> **WHAT YOU NEED TO DO**:
According to the biography of Norman King, who gave the surname "King" to his grandfather?

> **TEXT UNDER STUDY**:
= Beginning of Section =
- Born: 1988 (age 37–38) Pampanga, Philippines
- Known for: First Aeta graduate of the University of the Philippines Manila

= Norman King (Aeta) =

Filipino advocate (born 1988)

Norman King (born 1988) is a Filipino indigenous advocate and member of the Aeta people. He is best known for becoming the first Aeta graduate of the University of the Philippines Manila.

== Biography ==

=== Early life ===
Norman King was born in 1988 at the foothills of Mount Pinatubo in Pampanga, Philippines, a region long inhabited by the Aeta people. He is the eldest of seven siblings in his family. His parents are Warlita King and Roman King; his mother earned a living growing vegetables and fruits, while his father worked as a driver for the late Justice Eliezer de los Santos. The family's surname "King" was given to his grandfather by an American soldier, Mark King, who admired his leadership. Among the Aeta, who traditionally did not have fixed surnames, the name has since come to signify leadership lineage and ancestral heritage within his family.
= End of Section =
> **DATASET ENTRIES**:
= Beginning of Section =
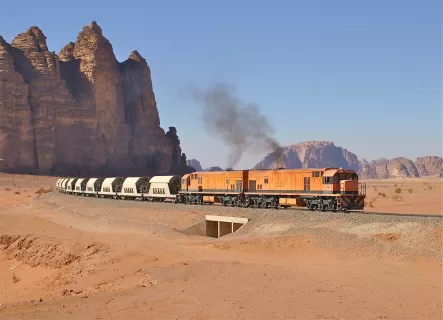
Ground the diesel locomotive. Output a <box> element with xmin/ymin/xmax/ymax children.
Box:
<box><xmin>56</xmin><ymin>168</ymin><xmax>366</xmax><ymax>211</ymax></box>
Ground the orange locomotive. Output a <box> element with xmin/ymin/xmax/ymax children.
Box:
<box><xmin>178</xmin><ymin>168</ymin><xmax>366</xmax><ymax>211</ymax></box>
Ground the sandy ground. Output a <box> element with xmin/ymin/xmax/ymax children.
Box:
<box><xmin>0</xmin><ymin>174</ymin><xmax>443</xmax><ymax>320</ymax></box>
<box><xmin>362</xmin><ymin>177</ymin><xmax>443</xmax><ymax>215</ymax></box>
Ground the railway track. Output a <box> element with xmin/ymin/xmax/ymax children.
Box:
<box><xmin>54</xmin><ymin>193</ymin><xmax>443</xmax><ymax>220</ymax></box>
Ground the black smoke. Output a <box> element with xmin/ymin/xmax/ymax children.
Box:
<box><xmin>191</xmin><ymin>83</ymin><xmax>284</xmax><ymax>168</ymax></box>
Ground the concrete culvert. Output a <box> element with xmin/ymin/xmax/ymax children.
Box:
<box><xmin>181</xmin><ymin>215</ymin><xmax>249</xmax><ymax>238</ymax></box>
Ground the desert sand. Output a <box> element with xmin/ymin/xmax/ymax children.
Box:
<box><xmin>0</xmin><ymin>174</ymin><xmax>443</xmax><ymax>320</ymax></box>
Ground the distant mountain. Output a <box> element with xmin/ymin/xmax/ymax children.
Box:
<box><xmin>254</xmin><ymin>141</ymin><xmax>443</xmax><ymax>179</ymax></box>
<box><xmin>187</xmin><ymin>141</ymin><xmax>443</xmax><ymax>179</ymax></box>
= End of Section =
> **THE COMPLETED TASK**:
An American soldier named Mark King, who admired his grandfather's leadership.